- [YOUR TASK]
Rewrite the items from the line holding "For the pointing benchmark, tag every instance of the claw" through the last line of the items, both included, with "rocky perch" changed to "stone ledge" and nothing else altered.
------
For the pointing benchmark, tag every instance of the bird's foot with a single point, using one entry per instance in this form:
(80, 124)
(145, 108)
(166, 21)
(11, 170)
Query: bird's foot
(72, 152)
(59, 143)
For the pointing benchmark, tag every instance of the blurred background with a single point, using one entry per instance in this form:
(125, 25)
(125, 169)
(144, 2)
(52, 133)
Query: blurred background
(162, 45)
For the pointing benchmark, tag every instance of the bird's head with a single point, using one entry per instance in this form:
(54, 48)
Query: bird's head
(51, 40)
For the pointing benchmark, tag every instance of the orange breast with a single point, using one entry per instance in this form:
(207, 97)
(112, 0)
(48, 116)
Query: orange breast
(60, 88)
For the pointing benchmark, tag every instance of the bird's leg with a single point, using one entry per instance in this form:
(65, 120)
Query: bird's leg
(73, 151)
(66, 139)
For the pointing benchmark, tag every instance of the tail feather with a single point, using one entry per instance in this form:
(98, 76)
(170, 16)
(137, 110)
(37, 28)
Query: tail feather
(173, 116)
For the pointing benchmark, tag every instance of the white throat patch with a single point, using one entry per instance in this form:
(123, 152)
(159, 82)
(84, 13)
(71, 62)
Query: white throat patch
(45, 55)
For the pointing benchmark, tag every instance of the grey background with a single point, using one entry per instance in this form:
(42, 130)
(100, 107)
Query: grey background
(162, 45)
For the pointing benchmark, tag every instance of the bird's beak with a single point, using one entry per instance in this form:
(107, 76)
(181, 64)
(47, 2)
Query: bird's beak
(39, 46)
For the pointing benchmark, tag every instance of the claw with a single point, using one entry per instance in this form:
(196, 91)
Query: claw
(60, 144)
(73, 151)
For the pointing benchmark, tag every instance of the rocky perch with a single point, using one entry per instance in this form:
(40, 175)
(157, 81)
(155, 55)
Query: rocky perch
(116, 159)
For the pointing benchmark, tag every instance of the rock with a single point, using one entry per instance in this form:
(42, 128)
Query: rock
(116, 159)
------
- [RESPONSE]
For the pointing benchmark, tag every instance of the claw with a single point, using one entry per instance in this form:
(196, 91)
Query: claw
(60, 144)
(73, 151)
For the pointing benchmark, tag every instance of the stone ledge with a single point, using one entry per instance in this form:
(40, 175)
(157, 81)
(155, 55)
Query: stone ledge
(116, 159)
For the pointing benchmark, tag every instance of the rock with a single point, using one entry per instance in this form:
(42, 128)
Query: rock
(116, 159)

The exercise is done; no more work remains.